▶ **Task instructions**:
1 > In the article on the Yazidis below, can you rewrite the stretch that begins at the words "Thousands of Yazidi men" and stops after "national Sabri Essid.", swapping "atrocities" for "crimes"?
2 > Which lines of the records below contain the word "dark"? Collect each one.

▶ **Page**:
Bectarte told RFI the women had been held by multiple Islamic State fighters during their captivity.
“When I started working with these four women, there was frustration. They had been detained, bought, raped and enslaved by sometimes 10 or 15 members of Daesh,” Bectarte said, using the Arabic acronym for the Islamic State group.
“This trial concerns just one of their tormentors. Of course it is nothing compared with what a trial could have been that delivered justice for all the crimes they suffered. But for each of them it is very important to name the crimes, to recognise them and to ensure their voices are heard through a process of justice."
The women are now focused on the future of their children, Bectarte added.
Recognising genocide
The Islamic State group targeted the Yazidis, a religious minority mainly living in northern Iraq, during its expansion in 2014.
Thousands of Yazidi men were killed while women and girls were abducted and enslaved.
More than 5,000 people were killed and more than 400,000 were displaced from their homes. Thousands of Yazidi women and children are still missing or believed to be held captive.
In May 2021, Karim Khan, who led a United Nations investigation into the atrocities, said investigators had found “clear and convincing evidence that genocide was committed by IS against the Yazidis as a religious group”.
The UN inquiry also identified 1,444 suspected perpetrators of the genocide, including 18 senior Islamic State leaders and the French national Sabri Essid.
National courts step in
The International Criminal Court (ICC) has not opened an investigation into the crimes because the most senior Islamic State leaders involved were nationals of countries that are not parties to the court.
In the absence of a case before the ICC, national courts have become the main path to justice for Yazidi victims.
Germany delivered the first conviction for genocide against the Yazidis in November 2021, when a court in Frankfurt found an IS member known as Taha Al J guilty of genocide and crimes against humanity.
Trials have also taken place in Sweden, the Netherlands and Belgium. In Brussels late last year, a court convicted Sammy Djedou, born to a Belgian mother and Ivorian father and also presumed dead, of genocide against the Yazidis.
For many years France mainly prosecuted citizens who joined the Islamic State group under terrorism charges rather than genocide or crimes against humanity.
Bectarte said that changed after years of legal advocacy.
“In 2017 we began a long effort with the FIDH to explain the importance of also prosecuting crimes against humanity and genocide when there were indications and evidence that French nationals had been involved, particularly in the sexual enslavement of Yazidis,” she told RFI.
Investigations also showed that the persecution of Yazidis formed part of a broader policy organised by the Islamic State group.
“What really emerges from these cases is how much the genocide committed against the Yazidis resulted from a policy put in place, planned and dictated by Islamic State even before or at the moment it captured Mount Sinjar in August 2014,” Bectarte said.

▶ **Dataset records**:
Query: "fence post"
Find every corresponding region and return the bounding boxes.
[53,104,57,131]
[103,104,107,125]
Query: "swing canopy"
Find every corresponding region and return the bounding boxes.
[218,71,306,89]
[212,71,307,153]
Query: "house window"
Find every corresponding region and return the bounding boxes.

...

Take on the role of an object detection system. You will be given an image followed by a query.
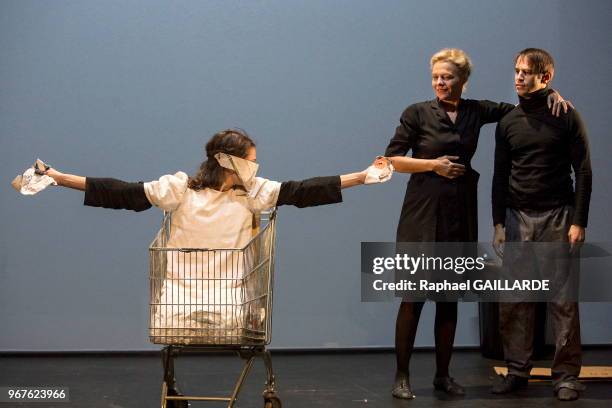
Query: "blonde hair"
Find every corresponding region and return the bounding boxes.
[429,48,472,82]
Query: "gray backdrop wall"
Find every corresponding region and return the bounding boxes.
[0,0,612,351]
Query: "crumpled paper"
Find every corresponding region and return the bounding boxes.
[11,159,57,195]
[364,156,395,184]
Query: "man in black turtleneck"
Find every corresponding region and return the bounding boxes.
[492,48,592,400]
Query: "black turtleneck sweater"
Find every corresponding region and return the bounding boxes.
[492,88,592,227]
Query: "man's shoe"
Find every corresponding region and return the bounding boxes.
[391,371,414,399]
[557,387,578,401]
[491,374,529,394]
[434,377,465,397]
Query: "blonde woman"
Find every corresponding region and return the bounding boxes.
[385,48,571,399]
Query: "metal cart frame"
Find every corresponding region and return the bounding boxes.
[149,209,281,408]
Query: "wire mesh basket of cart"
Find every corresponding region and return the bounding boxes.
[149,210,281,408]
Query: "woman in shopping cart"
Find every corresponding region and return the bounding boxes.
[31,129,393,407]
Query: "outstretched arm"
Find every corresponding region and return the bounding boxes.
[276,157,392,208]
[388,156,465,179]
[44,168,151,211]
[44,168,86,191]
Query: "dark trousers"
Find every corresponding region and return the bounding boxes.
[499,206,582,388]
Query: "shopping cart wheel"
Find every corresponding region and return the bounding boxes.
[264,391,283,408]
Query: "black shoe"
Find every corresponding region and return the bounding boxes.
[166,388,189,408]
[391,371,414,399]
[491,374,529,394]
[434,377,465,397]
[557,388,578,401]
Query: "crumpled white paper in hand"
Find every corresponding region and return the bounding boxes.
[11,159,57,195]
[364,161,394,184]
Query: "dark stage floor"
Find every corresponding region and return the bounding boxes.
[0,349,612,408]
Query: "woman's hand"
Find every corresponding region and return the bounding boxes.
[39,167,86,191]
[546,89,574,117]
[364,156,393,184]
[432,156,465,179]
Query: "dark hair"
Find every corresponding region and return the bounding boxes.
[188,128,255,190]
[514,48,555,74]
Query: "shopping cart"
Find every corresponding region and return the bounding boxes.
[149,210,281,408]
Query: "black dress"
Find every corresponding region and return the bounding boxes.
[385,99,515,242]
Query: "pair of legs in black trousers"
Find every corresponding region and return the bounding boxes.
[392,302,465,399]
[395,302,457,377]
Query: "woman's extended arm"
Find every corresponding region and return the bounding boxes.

--

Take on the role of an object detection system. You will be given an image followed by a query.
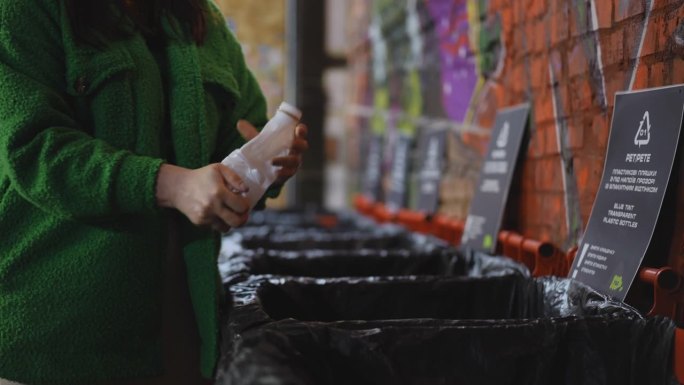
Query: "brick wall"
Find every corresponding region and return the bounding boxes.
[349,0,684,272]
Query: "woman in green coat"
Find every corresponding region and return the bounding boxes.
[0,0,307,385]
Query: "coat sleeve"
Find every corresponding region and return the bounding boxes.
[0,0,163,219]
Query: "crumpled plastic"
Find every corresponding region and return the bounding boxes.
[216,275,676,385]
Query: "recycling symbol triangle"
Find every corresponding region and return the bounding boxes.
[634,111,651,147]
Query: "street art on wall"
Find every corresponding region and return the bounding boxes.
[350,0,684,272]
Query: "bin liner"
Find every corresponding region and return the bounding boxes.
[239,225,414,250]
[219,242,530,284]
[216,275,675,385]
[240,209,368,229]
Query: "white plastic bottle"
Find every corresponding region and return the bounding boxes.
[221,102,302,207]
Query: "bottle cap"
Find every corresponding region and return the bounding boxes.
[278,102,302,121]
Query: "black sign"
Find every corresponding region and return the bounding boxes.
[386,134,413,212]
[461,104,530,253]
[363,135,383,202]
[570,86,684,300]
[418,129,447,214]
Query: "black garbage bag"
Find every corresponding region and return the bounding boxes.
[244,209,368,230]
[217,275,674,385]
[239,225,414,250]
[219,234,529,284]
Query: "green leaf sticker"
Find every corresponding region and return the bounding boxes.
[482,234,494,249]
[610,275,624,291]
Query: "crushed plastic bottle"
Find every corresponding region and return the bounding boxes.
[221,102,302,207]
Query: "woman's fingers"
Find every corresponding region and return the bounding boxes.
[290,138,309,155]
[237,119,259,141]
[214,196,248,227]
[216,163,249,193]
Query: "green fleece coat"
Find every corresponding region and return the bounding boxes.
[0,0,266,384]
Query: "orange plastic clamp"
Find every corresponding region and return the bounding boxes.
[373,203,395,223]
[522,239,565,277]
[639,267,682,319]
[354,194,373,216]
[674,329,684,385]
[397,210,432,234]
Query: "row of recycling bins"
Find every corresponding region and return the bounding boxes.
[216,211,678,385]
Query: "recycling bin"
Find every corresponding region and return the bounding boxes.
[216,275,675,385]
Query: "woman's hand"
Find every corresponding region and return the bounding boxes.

▶ **Final answers**:
1 >
Thousands of Yazidi men were killed while women and girls were abducted and enslaved.
More than 5,000 people were killed and more than 400,000 were displaced from their homes. Thousands of Yazidi women and children are still missing or believed to be held captive.
In May 2021, Karim Khan, who led a United Nations investigation into the crimes, said investigators had found “clear and convincing evidence that genocide was committed by IS against the Yazidis as a religious group”.
The UN inquiry also identified 1,444 suspected perpetrators of the genocide, including 18 senior Islamic State leaders and the French national Sabri Essid.

2 >
Query: "dark trousers"
Query: "dark stage floor"
Query: "dark hair"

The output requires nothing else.